Set down every entry word for word. Omit the pictures.

--- start of Material to process ---

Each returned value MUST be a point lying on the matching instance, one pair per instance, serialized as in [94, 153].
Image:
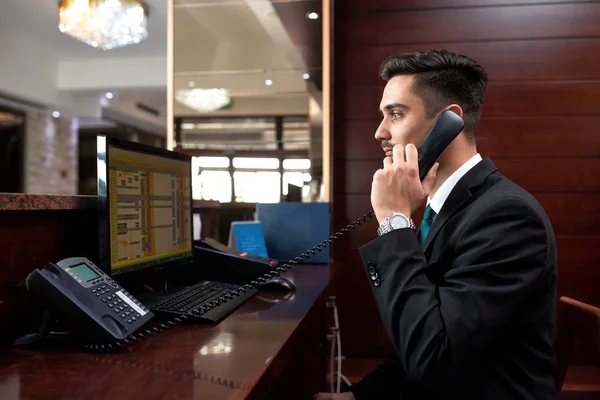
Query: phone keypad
[124, 311]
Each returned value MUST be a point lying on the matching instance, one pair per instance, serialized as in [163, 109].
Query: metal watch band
[386, 225]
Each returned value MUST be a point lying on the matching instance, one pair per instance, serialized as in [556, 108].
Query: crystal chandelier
[204, 100]
[104, 23]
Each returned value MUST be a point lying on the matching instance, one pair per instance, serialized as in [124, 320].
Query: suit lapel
[460, 194]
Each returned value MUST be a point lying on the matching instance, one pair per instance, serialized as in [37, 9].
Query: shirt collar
[443, 192]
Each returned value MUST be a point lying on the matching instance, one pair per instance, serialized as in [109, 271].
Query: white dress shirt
[439, 198]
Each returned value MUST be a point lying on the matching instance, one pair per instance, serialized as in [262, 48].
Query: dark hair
[442, 78]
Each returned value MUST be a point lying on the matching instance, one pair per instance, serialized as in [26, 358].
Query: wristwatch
[395, 221]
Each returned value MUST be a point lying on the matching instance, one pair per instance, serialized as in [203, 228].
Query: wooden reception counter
[272, 347]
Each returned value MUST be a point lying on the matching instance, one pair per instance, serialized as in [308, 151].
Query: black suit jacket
[471, 314]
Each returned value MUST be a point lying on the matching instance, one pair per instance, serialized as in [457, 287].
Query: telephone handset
[79, 292]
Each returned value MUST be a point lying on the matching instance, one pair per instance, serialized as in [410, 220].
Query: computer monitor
[145, 207]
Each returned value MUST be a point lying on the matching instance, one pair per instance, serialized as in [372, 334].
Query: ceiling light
[204, 100]
[104, 23]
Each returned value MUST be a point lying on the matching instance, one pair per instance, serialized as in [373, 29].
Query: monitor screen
[145, 206]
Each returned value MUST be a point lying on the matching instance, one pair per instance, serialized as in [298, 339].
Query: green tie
[426, 224]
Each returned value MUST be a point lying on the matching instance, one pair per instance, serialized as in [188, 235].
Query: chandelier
[204, 100]
[104, 23]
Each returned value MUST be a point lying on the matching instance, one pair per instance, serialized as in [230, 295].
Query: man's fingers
[430, 178]
[412, 159]
[387, 162]
[398, 152]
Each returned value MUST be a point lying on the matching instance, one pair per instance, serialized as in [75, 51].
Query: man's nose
[382, 133]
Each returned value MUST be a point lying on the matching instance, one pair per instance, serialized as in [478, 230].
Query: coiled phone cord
[136, 337]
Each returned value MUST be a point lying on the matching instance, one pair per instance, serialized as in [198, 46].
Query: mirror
[247, 98]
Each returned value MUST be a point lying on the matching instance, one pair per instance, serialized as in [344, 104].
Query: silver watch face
[399, 221]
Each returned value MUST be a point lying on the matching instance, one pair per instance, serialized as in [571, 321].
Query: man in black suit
[468, 301]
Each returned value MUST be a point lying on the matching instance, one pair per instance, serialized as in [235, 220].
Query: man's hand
[335, 396]
[396, 187]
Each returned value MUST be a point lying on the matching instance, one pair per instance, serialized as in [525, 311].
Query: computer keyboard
[201, 301]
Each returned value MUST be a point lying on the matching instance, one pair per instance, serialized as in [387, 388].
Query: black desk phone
[77, 291]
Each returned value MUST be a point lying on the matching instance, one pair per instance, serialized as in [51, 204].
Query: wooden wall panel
[361, 6]
[506, 137]
[522, 60]
[502, 99]
[540, 124]
[537, 175]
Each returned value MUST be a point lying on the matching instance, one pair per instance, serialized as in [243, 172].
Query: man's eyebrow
[391, 106]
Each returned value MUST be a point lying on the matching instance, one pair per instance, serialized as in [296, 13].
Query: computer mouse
[277, 284]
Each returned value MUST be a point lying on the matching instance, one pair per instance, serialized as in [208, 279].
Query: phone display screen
[84, 272]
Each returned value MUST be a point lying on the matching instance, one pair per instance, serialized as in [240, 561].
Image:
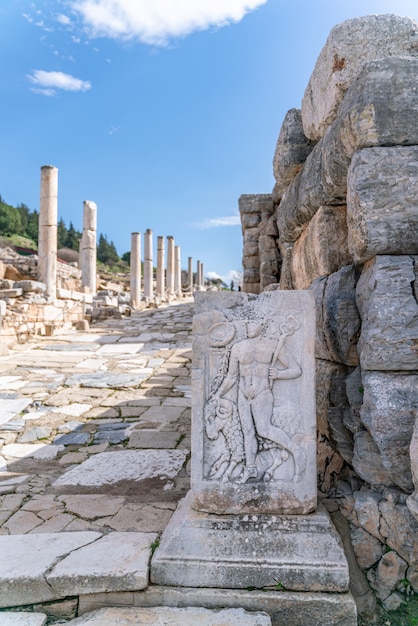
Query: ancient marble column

--- end of Material to process ---

- **Response to this exercise**
Each returned value MUST be a point lying on the matching instance, one pair per instance, serialized as in [94, 153].
Image:
Query: phone keypad
[124, 311]
Each returned value MUST be a point lying on the matching instance, one pair per instance, serialized as in [163, 109].
Query: metal watch band
[386, 225]
Each returned value MUST be a point lying on the matching instance, one pair per instance, serialized as in [556, 108].
Query: crystal chandelier
[204, 100]
[104, 23]
Each returned value MUST be a point lying on the matching instance, one pair per instance, serialized as in [124, 320].
Query: suit lapel
[460, 194]
Each returned value MUST be a point lying on the matching instance, one pair per instance, serialized as in [37, 9].
Query: shirt collar
[443, 192]
Each returned value MUST be a point lying on the matching instance, one pair per instance, serialized as in [109, 271].
Query: white dress shirt
[439, 198]
Each returned value MUST be a point lying on the matching instance, one pair per instance, serialized as in [262, 48].
Query: dark hair
[442, 78]
Each returned value MUST be a point lying on the matching instance, one pair per instance, serialized as in [26, 358].
Query: wristwatch
[395, 221]
Each returned value MUST be a point lying on the matching instance, one pair per instance, serialized as in [203, 228].
Query: wooden reception counter
[272, 347]
Each returned value MUST be a point lying on the matching instance, one pair per instance, serialized as in [308, 151].
Query: black suit jacket
[471, 314]
Each returned value MUST be a point lying on the matching instance, one pair per instance, serialized as in [457, 287].
Query: telephone handset
[79, 292]
Each returned value MUST be a point lying on the matching instance, one pair per instance, serialized as in [410, 220].
Query: computer monitor
[145, 207]
Each returned value MUST be a point lying on the matching instance, one pair per instance, serialized as in [372, 334].
Query: ceiling light
[204, 100]
[104, 23]
Each returned value MUST be a point lying on the matching instance, one pair per instance, serialized as in [373, 29].
Query: monitor screen
[145, 206]
Each returned value MUST be a point lying on the matching instance, one pair per instance, serialized as in [298, 339].
Query: green tie
[426, 224]
Each returned value MUST be a point lying on the matching instance, one pair per instance, serialized as in [188, 235].
Query: chandelier
[204, 100]
[104, 23]
Each returned value MUST be a point lying on the matching instance, one pair per instance, serialized as in [230, 295].
Query: man's fingers
[430, 178]
[412, 159]
[387, 162]
[398, 152]
Each returned value MUST be a point lying on the matching instance, one pair per instance, serialized as in [75, 51].
Query: man's nose
[382, 133]
Each returned value MUST be a point lying on the matching instance, one pair per instance, serialized as in [478, 230].
Query: coiled phone cord
[136, 337]
Each returned value MUST be a point lying on the matching instance, one pair per instance, serialized as in [198, 46].
Query: mirror
[247, 98]
Each returned value MUST be a point lying on the matching instance, one pair per instance, serialized as in [344, 104].
Query: silver watch face
[399, 221]
Each returned value MUST be a point lying on the matching instance, one pair per instance, serialized as in [571, 321].
Query: man in black suit
[468, 301]
Each returned value MUST be a point lying on the matching instance, one pair per instance, serialized as in [235, 220].
Query: man's hand
[335, 396]
[396, 187]
Each returned value MUST be a point lying on the matching instance, one pair per instance, serialized as in [525, 311].
Query: computer keyboard
[201, 301]
Each returned value MUST be a point lying on the matching instance, one pair per instance, serialized as in [387, 388].
Query: black desk phone
[77, 291]
Each returned value MUST be a point lying on the matching instance, one pair per instance, serialized as in [51, 204].
Query: wooden wall panel
[361, 6]
[506, 137]
[522, 60]
[502, 99]
[540, 124]
[537, 175]
Each returned value MUST be a point lying on the matching instance, one pair per instance, serialized as in [243, 172].
Query: man's eyebrow
[391, 106]
Each returned value MUST be a point lying on the matching instance, one pair per instance, serialized as in [296, 13].
Query: computer mouse
[277, 284]
Each returned value MUST be a point lying on the matching instance, one pair per instance, serialized as in [208, 279].
Query: phone display screen
[84, 272]
Each returned value MUST be a point lying on the matching instance, one pair per instance, serialized as in [240, 561].
Image:
Query: ancient marble column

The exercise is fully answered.